--- Start Selected passage ---
We know that predict() can only return a list if the input is a scipy sparse matrix, but mypy doesn't. It sees that a list is technically a possible output type, and correctly warnings that a list doesn't have a .shape attribute.

This type of workaround can be removed when #6348 is completed.

jameslamb · 2026-01-25T06:50:15Z

tests/python_package_test/test_dask.py

+        # use a small sub-sample (to keep the tests fast)
+        if output.startswith("dataframe"):
+            dX_sample = dX.sample(frac=0.001)
+        else:
+            dX_sample = dX[:1,]
+            dX_sample.persist()


In my local testing (macOS, dask==2024.11.2), this cut the total time for all new test cases here from 65s to around 10s.

jameslamb · 2026-01-25T06:54:35Z

python-package/lightgbm/dask.py

    pred_proba: bool = False,
    pred_leaf: bool = False,
    pred_contrib: bool = False,
-    dtype: _PredictionDtype = np.float32,


Started looking into all this dtype stuff in the Dask estimators because of this mypy warning:

dask.py:1293: error: Argument "dtype" to "_predict" has incompatible type "dtype[Any]"; expected "type[floating[_32Bit]] | type[float64] | type[signedinteger[_32Bit]] | type[signedinteger[_64Bit]]" [arg-type]

jameslamb · 2026-01-25T07:12:26Z

tests/python_package_test/test_sklearn.py

+    #  * regression: float64
+    #
+    if task.endswith("classification"):
+        assert preds.dtype == np.int64


On AppVeyor, these are all int32:

# default predictions: # # * classification: int64 # * ranking: float64 # * regression: float64 # if task.endswith("classification"): > assert preds.dtype == np.int64 E AssertionError: assert dtype('int32') == <class 'numpy.int64'> E + where dtype('int32') = array([2, 0, 1, ..., 1, 1, 1]).dtype E + and <class 'numpy.int64'> = np.int64 tests\python_package_test\test_sklearn.py:2012: AssertionError

(build link)
--- End Selected passage ---
--- Start Dataset excerpts ---
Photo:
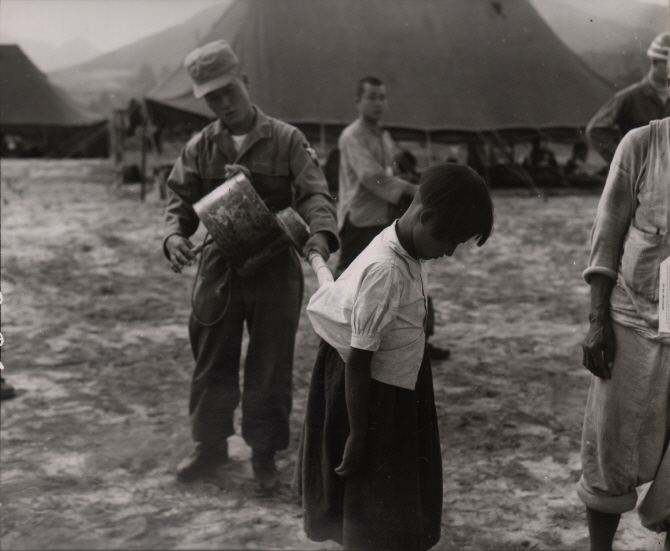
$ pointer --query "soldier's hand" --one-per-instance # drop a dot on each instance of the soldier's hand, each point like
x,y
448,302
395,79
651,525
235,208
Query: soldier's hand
--- End Dataset excerpts ---
--- Start Dataset excerpts ---
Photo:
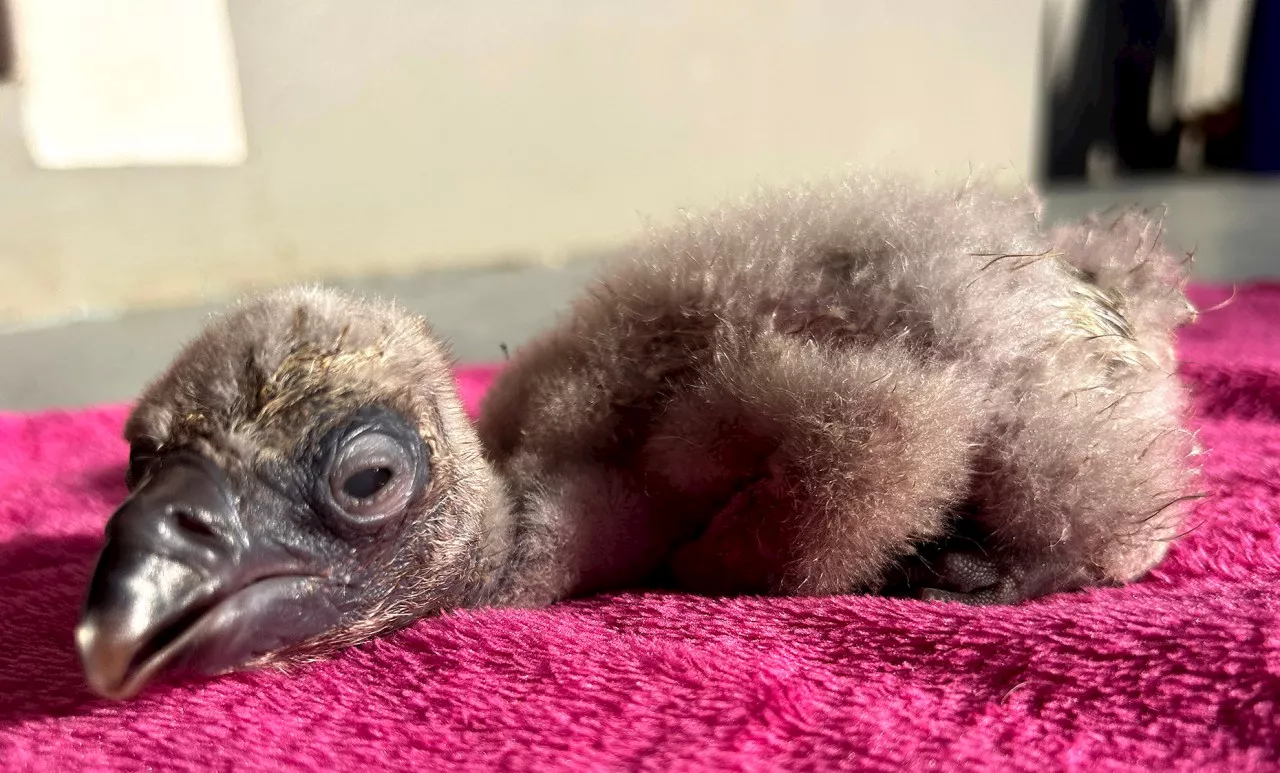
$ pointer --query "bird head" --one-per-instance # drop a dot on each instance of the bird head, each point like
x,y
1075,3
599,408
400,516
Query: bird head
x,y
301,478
--- End Dataset excerpts ---
--- Start Dataset excerpts ---
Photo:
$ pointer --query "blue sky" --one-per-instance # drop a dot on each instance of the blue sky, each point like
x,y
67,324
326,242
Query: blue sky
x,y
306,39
--- End Dataset excerpts ---
Directive A: In the LightGBM code review thread, how much did using a small sub-sample reduce the total time for the new test cases in local testing?
Directive B: Carry on the LightGBM code review thread from the point where it stops.

Right answer A: It cut the total time from 65 seconds to around 10 seconds.

Right answer B:
But not on the other Windows Python jobs here: https://github.com/microsoft/LightGBM/actions/runs/21328342343/job/61389234344?pr=7140

I suspect that's not about Windows, but using older versions (Python or numpy)

GitHub Actions

Python 3.13

numpy==2.4.1

pandas==3.0.0

Appveyor

Python 3.9

numpy==1.22.4

pandas==1.3.5

This might be specific to Windows or to something else about the AppVeyor builds. I'm not able to reproduce it using the exact same library versions on my Mac

I can reproduce this on my Mac 😕

conda create \ -y \ -n lgb-dev-py3.9 \ --file .ci/conda-envs/ci-core-py39.txt \ python=3.9 source activate lgb-dev-py3.9 cmake -B build -S . cmake --build build --target _lightgbm -j4 sh build-python.sh --precompile install pytest \ 'tests/python_package_test/test_sklearn.py::test_classification_and_regression_minimally_work_with_all_accepted_data_types' # ==== 108 passed, 136 warnings in 5.33s ====

Ok I have most of an answer, though unsure yet why this is happening on AppVeyor and not GitHub Actions.

Looks to me like the output of _InnerPredictor.__inner_predict_np2d() will always be np.float64 if a pre-allocated array is not passed.

LightGBM/python-package/lightgbm/basic.py

Lines 1290 to 1291 in 80ab6d3

if preds is None:

preds = np.empty(n_preds, dtype=np.float64)

That's only called in _InnerPredictor.__pred_for_np2d(), which does not pre-allocate and so does not change the output dtype

LightGBM/python-package/lightgbm/basic.py

Lines 1349 to 1355 in 80ab6d3

return self.__inner_predict_np2d(

mat=mat,

start_iteration=start_iteration,

num_iteration=num_iteration,

predict_type=predict_type,

preds=None,

)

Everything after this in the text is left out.